• **Extract**:
★ ★ ★
Notice that some effects, for example AB, are partially aliased with other effects. This is an offshoot of the semifold, causing the overall design to become non-orthogonal; that is, effects no longer can be independently estimated. You will see a repercussion of this when Design-Expert analyzes the data.
Click the main Design branch to see the augmented runs. Then double-click the Std column header to get it back in standard order.
Lance’s results can be seen in the following table.
Enter the times shown above into your blank response fields. Again, be certain everything matches properly. Then go to the analysis of the Time ¼ Mile and press the Effects button. The following warning comes up that the design is not orthogonal (as explained a bit earlier).
Press OK. Then, rope the three largest effects as pictured below. You will find B, E, and interaction BE to be significant.
The effects shift – you may not notice the change when all are selected at once.
When you press ANOVA, the “This design contains aliased terms” warning again appears. Click Yes to see the alias list, which now looks much better than before: The model (“M”) terms are aliased only with high-order interactions that are very unlikely to have any impact on the response.
★ ★ ★
• **Exercise objective**: Repeat everything in the Design-Expert tutorial from "Enter the times" down to "on the response.", word for word.

• **The data**:
★ ★ ★
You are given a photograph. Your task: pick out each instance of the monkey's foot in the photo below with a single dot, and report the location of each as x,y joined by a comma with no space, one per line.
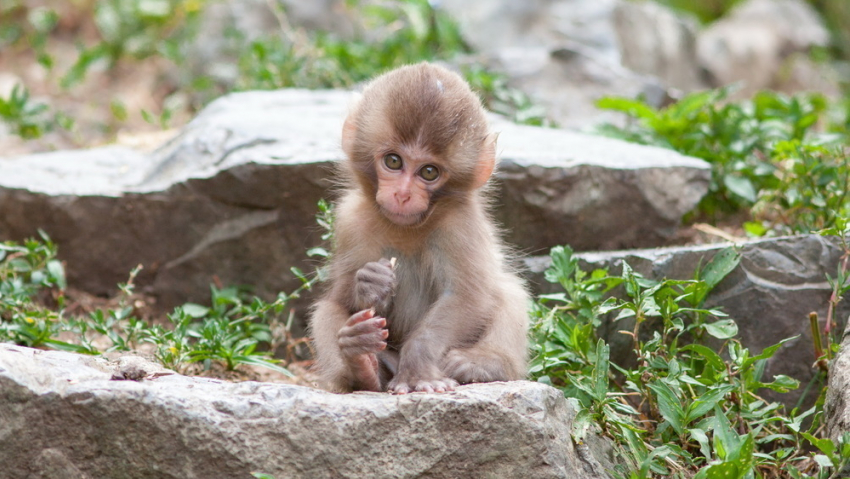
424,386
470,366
★ ★ ★
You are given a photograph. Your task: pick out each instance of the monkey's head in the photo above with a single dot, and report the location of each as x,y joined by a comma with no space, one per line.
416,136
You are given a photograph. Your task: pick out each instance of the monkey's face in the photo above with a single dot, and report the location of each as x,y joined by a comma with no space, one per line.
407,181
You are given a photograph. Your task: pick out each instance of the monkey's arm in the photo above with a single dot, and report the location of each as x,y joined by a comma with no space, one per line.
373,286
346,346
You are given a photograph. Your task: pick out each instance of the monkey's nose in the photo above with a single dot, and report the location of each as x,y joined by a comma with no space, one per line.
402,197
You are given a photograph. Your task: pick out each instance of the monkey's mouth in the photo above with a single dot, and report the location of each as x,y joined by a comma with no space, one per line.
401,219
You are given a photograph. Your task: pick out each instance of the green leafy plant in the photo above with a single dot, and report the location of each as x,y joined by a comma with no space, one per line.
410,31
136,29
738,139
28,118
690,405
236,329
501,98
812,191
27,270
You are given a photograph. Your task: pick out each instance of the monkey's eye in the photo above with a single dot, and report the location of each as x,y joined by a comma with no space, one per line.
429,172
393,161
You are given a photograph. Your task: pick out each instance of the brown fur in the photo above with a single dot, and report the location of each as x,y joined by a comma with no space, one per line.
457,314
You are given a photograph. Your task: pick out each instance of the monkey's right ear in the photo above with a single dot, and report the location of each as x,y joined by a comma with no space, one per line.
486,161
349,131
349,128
★ ★ ★
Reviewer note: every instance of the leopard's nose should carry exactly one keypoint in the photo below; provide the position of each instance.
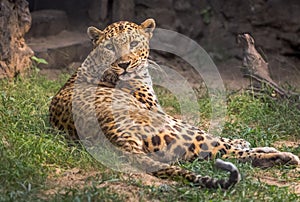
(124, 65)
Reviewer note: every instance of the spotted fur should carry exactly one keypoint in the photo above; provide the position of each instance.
★ ★ ★
• **Written answer**:
Enter the times shown above into your blank response fields. Again, be certain everything matches properly. Then go to the analysis of the Time ¼ Mile and press the Effects button. The following warning comes up that the design is not orthogonal (as explained a bit earlier).
Press OK. Then, rope the three largest effects as pictured below. You will find B, E, and interaction BE to be significant.
The effects shift – you may not notice the change when all are selected at once.
When you press ANOVA, the “This design contains aliased terms” warning again appears. Click Yes to see the alias list, which now looks much better than before: The model (“M”) terms are aliased only with high-order interactions that are very unlikely to have any impact on the response.